* **TEXT PASSAGE**
>>>
These Norsemen, warriors and settlers both, moved down the coasts and
southward, to establish themselves in strength in the Isle of Man and
eventually to found in Ireland the city of Dublin, where their king sat.
That kingship even for a short time linked up with the Norse kingdom based
on York. The power was ephemeral, but the settlements were long lasting,
and it is to these Norse-Gaels that we can look for the arrival of some
of our forebears. They were said to be a hybrid race from Norse fathers
and Gaelic mothers, who appear to have settled the Whithorn area in the
early 900s, thence spreading around our coasts and into the higher
valleys. The Icelandic Njal's Saga tells of Kari Solmundarsson wintering
at Hvitsborg, or Whithorn, with earl Malcolm soon after the battle of
Clontarf in 1014, and by 1034 there was recorded the death of Suibne, king
of the Galwegians and son of Kenneth. The Orkneyinga Saga says that the
next king, Thorfin the Mighty, resided in turn in Caithness and in
Gaddgedler, where England and Scotland meet. In 1054 the Norse fleet
sailed under the command of a Norseman, MacScelling; ships and men were of
the Gallgaedel, of Arran, Man, Kintyre and the Alban seaboard. So as the
Norman Conquest was coming up on the southern horizon, Norse-Gaelic Macs
of the Gall-Gaedel, or far-away Gaels, were thoroughly at home in Wigtown
and probably Kirkcudbright too, whether they called themselves Galwegians
or Gall-Gaels or whether they called Galloway by the earlier forms of
Gaddgedler or Gall-Gaedel or even Galwedia or Gallwitheia. It was by all
accounts a cosmopolitan, if rough, community, with Welsh, Irish, Anglian,
Danish, Norse and certainly Gaelic roots, part pagan and part Christian,
making a wild and often dangerous living in an isolated but precarious
political independence.
<<<
* **DATA LINES**
>>>
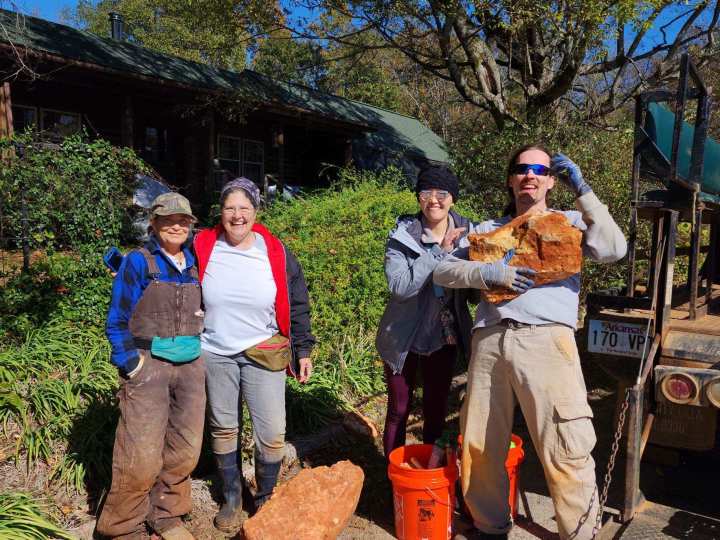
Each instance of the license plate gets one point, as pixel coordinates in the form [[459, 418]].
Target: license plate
[[613, 337]]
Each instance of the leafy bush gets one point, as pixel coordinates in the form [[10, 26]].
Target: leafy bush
[[25, 518], [339, 237], [604, 157], [71, 287], [77, 192]]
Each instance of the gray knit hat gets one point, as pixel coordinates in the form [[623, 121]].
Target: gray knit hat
[[247, 185]]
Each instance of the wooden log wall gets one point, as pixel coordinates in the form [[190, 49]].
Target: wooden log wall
[[6, 123]]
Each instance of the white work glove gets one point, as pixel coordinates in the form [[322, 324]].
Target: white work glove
[[501, 274]]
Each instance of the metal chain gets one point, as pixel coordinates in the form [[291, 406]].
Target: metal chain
[[611, 461]]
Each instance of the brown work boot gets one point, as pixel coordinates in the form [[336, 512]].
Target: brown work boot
[[178, 532]]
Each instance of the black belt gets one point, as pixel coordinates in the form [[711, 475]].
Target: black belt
[[512, 323]]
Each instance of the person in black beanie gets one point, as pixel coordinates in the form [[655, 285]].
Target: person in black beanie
[[440, 178], [424, 326]]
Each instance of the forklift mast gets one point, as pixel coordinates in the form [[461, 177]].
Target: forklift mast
[[660, 336]]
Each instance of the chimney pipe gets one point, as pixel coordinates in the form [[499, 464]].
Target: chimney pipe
[[116, 26]]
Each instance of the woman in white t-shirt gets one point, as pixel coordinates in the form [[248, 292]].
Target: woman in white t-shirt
[[257, 324]]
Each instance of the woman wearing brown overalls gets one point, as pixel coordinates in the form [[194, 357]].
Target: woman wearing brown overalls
[[154, 323]]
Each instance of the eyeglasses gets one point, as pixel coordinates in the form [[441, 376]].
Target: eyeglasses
[[166, 222], [440, 195], [523, 168], [241, 210]]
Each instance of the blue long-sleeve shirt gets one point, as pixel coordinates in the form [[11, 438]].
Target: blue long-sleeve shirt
[[130, 283]]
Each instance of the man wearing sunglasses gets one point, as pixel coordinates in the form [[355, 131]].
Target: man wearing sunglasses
[[524, 352]]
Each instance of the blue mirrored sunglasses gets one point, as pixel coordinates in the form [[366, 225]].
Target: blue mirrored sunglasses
[[523, 168]]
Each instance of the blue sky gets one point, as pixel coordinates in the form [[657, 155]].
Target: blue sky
[[52, 9], [45, 9]]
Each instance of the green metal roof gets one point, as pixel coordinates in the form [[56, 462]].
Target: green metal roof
[[395, 133]]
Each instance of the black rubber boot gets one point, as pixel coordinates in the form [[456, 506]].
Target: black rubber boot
[[228, 518], [265, 479]]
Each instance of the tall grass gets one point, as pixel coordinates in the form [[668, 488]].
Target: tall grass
[[25, 518], [52, 387]]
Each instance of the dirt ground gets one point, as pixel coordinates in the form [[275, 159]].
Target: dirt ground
[[681, 490]]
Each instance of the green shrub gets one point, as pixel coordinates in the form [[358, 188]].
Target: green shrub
[[605, 158], [339, 237], [78, 192]]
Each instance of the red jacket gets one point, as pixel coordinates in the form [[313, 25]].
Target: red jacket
[[204, 242]]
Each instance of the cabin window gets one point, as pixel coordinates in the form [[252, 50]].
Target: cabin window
[[59, 124], [156, 147], [229, 153], [253, 160], [24, 118]]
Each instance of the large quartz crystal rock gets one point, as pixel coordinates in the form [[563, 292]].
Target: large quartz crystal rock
[[315, 505], [545, 242]]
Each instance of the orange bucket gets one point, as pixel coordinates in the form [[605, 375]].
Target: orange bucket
[[512, 464], [423, 499]]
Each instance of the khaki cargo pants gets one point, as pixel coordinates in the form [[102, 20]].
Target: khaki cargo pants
[[539, 368]]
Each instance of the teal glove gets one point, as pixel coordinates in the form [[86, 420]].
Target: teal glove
[[569, 174], [516, 278]]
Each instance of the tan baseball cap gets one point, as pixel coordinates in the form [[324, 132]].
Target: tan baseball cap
[[171, 203]]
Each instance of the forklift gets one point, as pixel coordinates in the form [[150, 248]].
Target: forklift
[[659, 337]]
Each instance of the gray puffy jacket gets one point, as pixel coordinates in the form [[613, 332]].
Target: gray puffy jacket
[[408, 269]]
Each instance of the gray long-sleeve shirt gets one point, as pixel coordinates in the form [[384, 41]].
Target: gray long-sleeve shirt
[[603, 241]]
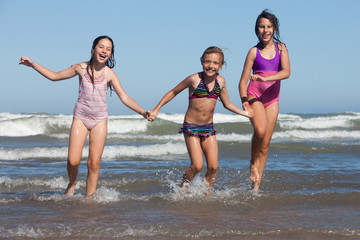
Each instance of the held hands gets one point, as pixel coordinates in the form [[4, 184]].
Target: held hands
[[257, 78], [248, 110], [26, 61]]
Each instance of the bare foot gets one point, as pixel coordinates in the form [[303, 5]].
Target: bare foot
[[70, 189], [254, 177]]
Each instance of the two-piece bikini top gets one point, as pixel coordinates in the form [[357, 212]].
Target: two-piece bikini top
[[202, 90]]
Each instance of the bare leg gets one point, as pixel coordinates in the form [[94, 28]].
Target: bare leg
[[195, 153], [210, 149], [259, 124], [96, 147], [78, 135], [272, 113]]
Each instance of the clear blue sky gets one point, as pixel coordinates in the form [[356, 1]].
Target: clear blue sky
[[159, 42]]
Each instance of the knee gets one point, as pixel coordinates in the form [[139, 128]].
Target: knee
[[196, 168], [260, 131], [265, 147], [72, 164], [93, 166]]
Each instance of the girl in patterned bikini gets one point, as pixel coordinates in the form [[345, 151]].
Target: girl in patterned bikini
[[204, 89], [90, 113], [269, 62]]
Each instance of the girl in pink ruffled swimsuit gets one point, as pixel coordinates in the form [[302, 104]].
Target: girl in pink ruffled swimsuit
[[269, 63], [90, 113]]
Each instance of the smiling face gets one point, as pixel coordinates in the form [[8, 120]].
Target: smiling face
[[211, 63], [265, 30], [102, 51]]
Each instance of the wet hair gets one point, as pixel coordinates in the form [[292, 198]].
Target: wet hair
[[274, 21], [110, 62], [211, 50]]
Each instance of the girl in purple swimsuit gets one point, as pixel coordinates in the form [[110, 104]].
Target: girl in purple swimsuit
[[204, 90], [90, 113], [269, 62]]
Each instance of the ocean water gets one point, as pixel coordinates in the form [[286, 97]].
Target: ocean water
[[310, 190]]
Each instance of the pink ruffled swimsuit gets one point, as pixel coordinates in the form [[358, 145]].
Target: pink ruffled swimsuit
[[267, 92], [91, 107]]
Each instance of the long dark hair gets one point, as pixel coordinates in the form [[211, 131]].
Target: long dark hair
[[274, 21], [110, 62]]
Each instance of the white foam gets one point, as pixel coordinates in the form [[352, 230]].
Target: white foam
[[312, 134], [296, 122], [110, 152]]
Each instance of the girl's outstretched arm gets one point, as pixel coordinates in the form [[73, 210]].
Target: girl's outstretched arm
[[49, 74], [168, 97], [125, 99], [225, 99]]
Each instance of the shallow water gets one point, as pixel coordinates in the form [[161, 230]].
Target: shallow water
[[311, 187]]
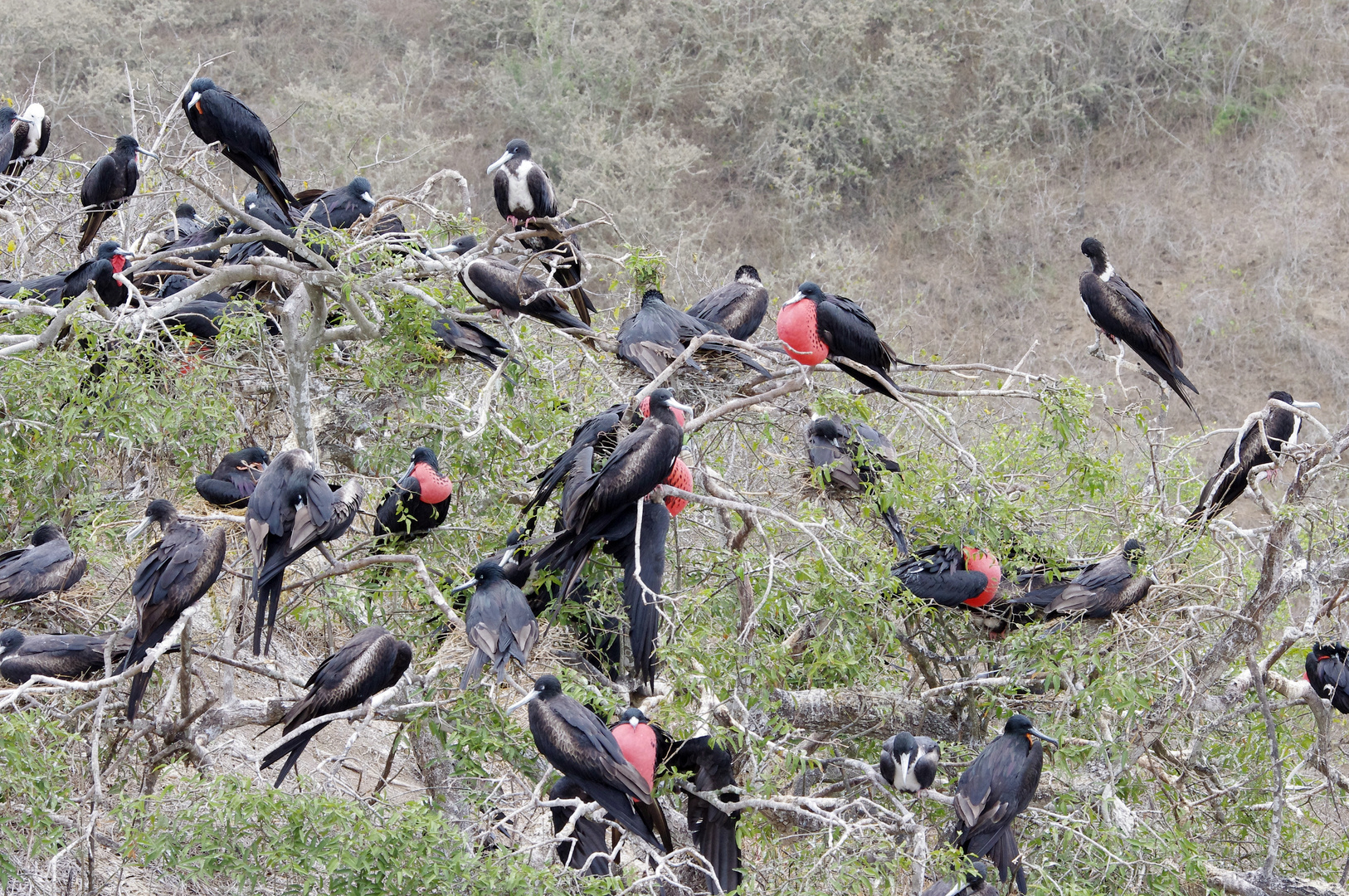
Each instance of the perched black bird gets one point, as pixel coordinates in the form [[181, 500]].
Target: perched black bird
[[1118, 312], [521, 187], [1280, 428], [713, 831], [47, 564], [1327, 674], [110, 183], [499, 624], [32, 131], [219, 116], [738, 307], [56, 656], [469, 339], [370, 663], [995, 790], [908, 762], [577, 745], [418, 502], [292, 509], [235, 478], [180, 568], [586, 849], [1100, 590], [657, 332], [816, 325], [342, 207]]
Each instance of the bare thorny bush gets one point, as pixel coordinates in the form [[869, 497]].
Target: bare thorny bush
[[782, 633]]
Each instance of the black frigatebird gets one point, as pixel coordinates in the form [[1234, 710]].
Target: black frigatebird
[[521, 187], [235, 478], [180, 568], [1327, 674], [816, 325], [499, 624], [577, 744], [56, 656], [370, 663], [908, 762], [418, 502], [32, 133], [1100, 590], [219, 116], [657, 332], [738, 307], [293, 508], [110, 183], [1118, 312], [45, 566], [469, 339], [1280, 428], [995, 790]]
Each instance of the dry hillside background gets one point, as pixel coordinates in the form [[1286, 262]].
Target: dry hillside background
[[937, 163]]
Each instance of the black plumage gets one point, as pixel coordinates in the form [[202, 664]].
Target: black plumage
[[1327, 674], [469, 339], [580, 747], [738, 307], [46, 564], [995, 790], [219, 116], [713, 831], [1280, 428], [234, 480], [180, 568], [499, 624], [1118, 312], [1100, 590], [370, 663], [909, 762], [110, 183], [418, 502], [293, 508], [659, 332], [56, 656], [521, 187]]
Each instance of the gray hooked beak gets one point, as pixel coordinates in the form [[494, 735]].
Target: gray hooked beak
[[499, 162], [532, 695], [140, 527], [1043, 737]]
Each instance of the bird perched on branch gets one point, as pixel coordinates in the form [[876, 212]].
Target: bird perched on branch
[[577, 744], [110, 183], [219, 116], [46, 564], [56, 656], [373, 661], [180, 568], [738, 307], [995, 790], [499, 624], [420, 502], [1327, 674], [1280, 428], [293, 509], [234, 480], [816, 327], [657, 334], [908, 762], [1118, 310]]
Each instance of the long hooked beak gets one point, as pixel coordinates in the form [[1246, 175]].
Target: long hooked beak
[[532, 695], [1043, 736], [140, 527], [499, 162]]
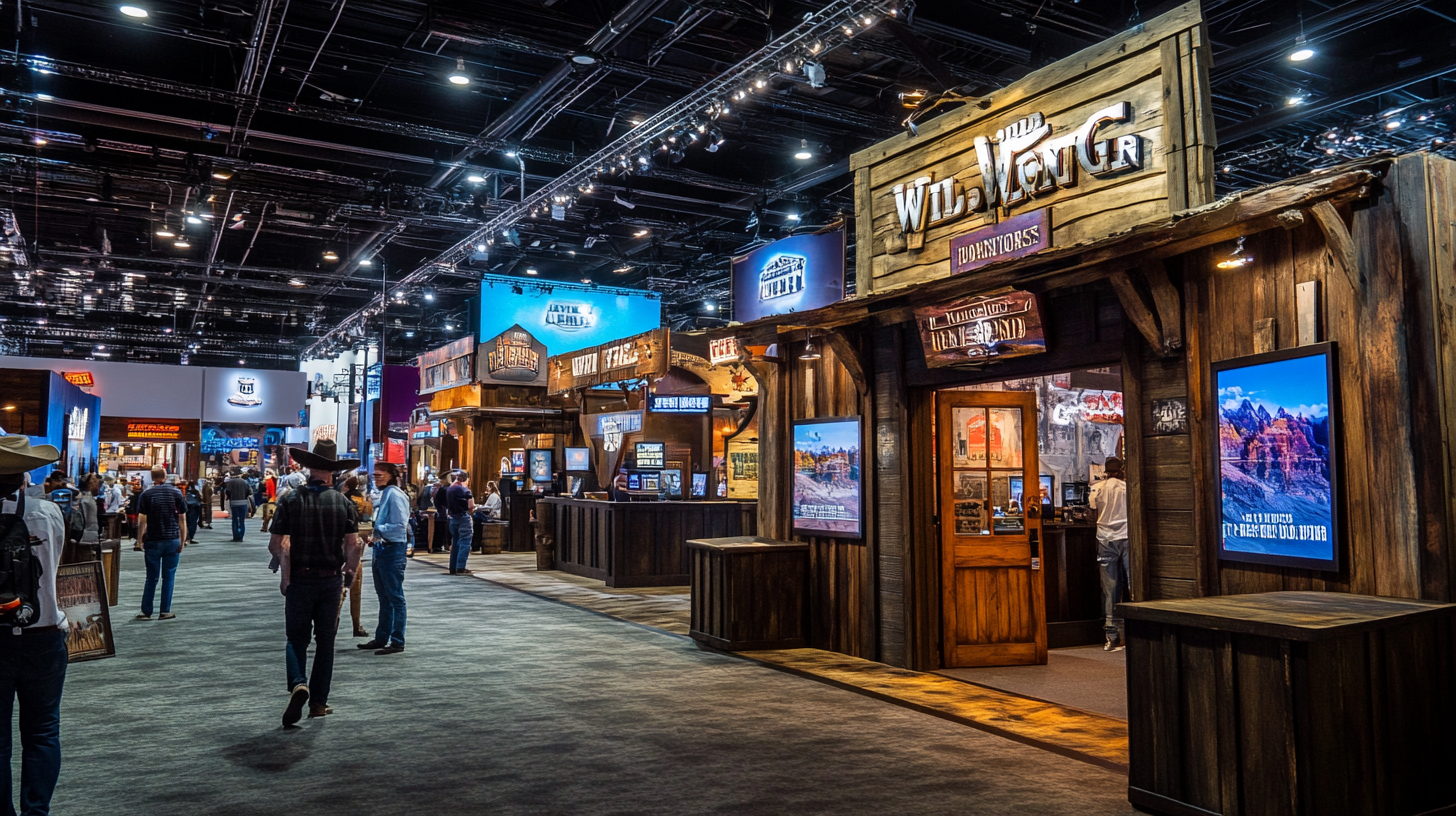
<<<
* **TASKS TO CARRY OUT**
**A.** Answer each question using the passage on the Norse-Gaels.
(i) Which city did the Norsemen found in Ireland?
(ii) In what year was the death of Suibne, king of the Galwegians, recorded?
(iii) Who commanded the Norse fleet in 1054?
**B.** For each statement, decide whether the passage on the Norse-Gaels supports it. Answer yes or no, and quote the words that decide it.
(i) The power of the Norse kingship lasted a long time.
(ii) Kari Solmundarsson spent a winter at Whithorn with earl Malcolm.
(iii) The community was entirely Christian.

* **EXPECTED OUTPUTS**
**A.**
(i) Dublin
(ii) 1034
(iii) MacScelling, a Norseman

**B.**
(i) No: "The power was ephemeral, but the settlements were long lasting"
(ii) Yes: "Kari Solmundarsson wintering at Hvitsborg, or Whithorn, with earl Malcolm"
(iii) No: "part pagan and part Christian"